- WHAT TO PRODUCE
Search the records below for the word "hinge", then return every line where it appears.

- DATA FOR REVIEW
-*-*-

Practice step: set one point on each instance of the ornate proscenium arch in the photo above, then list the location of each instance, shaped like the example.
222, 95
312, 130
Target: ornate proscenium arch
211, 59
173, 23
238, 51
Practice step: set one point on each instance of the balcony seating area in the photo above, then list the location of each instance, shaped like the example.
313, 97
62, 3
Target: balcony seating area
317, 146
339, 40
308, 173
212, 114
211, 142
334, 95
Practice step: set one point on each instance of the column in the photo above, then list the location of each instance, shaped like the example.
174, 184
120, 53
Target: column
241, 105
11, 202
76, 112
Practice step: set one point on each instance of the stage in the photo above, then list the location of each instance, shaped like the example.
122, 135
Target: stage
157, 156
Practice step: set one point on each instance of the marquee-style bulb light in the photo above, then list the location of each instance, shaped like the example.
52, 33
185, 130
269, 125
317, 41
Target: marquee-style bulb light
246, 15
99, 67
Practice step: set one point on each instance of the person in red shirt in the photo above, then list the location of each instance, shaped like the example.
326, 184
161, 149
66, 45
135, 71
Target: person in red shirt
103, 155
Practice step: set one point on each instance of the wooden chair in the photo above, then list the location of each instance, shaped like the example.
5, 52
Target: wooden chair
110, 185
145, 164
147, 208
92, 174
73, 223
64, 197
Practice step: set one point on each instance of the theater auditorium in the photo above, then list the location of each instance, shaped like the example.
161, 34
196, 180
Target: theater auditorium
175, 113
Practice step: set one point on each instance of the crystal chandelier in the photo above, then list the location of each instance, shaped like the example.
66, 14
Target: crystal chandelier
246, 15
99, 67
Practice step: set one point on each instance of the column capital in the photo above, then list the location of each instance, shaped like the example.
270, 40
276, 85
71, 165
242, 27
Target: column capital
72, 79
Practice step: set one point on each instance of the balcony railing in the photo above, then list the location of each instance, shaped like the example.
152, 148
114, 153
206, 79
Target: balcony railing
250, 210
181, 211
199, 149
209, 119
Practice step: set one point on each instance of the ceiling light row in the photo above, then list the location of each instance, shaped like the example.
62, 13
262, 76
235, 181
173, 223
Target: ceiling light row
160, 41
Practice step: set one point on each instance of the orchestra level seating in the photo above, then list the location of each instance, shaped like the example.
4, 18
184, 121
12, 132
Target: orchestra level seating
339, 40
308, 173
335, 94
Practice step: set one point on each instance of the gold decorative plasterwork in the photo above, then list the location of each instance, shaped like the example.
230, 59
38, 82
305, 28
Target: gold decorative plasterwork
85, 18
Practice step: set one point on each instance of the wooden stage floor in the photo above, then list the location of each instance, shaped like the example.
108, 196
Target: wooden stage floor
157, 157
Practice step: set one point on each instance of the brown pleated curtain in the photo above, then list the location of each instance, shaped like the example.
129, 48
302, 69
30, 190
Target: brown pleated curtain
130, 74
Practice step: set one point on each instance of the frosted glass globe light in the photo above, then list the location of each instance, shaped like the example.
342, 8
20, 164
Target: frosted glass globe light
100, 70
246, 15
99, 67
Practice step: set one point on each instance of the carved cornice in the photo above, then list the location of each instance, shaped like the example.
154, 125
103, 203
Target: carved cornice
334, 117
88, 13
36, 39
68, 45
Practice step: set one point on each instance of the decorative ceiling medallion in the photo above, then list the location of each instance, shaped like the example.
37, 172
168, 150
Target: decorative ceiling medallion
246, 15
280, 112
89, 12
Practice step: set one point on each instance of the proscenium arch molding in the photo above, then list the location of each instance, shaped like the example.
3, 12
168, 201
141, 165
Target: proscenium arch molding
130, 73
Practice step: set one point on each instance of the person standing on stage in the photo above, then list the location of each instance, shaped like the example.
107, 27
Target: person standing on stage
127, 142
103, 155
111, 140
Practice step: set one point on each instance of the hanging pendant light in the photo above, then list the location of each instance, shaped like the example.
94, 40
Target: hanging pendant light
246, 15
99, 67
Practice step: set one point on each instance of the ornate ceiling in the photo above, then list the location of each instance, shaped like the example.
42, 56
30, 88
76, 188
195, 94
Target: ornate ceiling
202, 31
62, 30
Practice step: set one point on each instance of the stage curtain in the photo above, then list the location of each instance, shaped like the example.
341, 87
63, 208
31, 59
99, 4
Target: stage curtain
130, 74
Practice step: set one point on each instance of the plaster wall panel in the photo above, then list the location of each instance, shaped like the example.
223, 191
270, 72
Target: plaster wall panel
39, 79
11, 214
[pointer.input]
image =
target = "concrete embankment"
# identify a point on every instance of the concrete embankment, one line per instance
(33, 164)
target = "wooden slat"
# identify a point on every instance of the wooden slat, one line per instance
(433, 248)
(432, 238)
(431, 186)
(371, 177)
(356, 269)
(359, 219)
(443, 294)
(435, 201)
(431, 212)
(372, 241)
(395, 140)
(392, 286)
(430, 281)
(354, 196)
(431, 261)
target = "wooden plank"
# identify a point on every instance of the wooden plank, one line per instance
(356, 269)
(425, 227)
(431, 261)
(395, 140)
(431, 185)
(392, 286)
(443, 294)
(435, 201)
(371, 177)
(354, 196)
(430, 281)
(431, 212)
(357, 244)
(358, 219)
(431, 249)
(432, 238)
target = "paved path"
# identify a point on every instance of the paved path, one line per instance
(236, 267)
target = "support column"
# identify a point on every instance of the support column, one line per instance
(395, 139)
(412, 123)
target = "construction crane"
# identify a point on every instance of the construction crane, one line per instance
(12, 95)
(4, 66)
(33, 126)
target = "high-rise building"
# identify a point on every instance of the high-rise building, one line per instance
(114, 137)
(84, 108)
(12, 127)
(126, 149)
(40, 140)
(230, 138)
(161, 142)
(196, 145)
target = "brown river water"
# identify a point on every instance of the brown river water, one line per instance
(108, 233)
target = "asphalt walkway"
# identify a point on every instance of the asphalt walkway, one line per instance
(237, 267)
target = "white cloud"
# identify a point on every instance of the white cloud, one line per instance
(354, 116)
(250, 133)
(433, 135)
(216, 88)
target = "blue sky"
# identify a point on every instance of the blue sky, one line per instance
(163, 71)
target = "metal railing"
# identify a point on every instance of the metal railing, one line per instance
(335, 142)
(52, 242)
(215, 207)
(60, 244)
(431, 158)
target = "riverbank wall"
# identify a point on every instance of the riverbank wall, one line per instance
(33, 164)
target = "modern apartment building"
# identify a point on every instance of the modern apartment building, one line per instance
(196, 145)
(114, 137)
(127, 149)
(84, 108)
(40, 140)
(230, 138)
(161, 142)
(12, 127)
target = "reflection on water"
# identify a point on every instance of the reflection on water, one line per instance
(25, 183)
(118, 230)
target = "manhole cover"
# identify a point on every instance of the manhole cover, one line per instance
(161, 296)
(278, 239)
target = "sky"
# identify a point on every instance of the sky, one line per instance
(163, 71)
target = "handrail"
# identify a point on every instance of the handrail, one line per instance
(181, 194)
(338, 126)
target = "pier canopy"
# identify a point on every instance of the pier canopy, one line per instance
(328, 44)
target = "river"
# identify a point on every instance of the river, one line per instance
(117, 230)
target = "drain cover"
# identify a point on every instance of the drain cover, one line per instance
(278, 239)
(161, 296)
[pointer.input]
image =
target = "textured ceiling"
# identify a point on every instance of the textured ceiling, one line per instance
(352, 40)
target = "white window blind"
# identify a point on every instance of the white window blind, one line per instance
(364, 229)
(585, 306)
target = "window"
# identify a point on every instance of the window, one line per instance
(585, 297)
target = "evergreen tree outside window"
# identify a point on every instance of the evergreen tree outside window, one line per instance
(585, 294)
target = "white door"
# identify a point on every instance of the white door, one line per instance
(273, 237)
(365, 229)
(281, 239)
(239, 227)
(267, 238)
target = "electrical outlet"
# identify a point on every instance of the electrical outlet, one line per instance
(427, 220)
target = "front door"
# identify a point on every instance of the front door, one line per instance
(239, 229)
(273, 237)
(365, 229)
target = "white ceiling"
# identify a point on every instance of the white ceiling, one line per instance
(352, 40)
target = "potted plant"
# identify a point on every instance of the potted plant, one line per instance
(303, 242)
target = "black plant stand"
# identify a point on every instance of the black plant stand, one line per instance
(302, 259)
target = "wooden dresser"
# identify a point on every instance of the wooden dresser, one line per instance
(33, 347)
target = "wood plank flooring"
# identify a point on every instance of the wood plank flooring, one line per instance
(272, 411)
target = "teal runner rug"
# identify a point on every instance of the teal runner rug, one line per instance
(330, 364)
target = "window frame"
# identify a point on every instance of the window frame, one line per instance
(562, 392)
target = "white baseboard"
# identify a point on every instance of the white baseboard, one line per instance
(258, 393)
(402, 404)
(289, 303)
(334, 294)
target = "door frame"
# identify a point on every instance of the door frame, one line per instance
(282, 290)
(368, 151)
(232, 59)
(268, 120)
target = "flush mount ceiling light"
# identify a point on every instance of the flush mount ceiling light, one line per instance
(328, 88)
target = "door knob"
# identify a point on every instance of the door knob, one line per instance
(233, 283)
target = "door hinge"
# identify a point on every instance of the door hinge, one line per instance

-*-*-

- RESPONSE
target = "door hinge"
# identify a point on every instance of the door hinge, one line per instance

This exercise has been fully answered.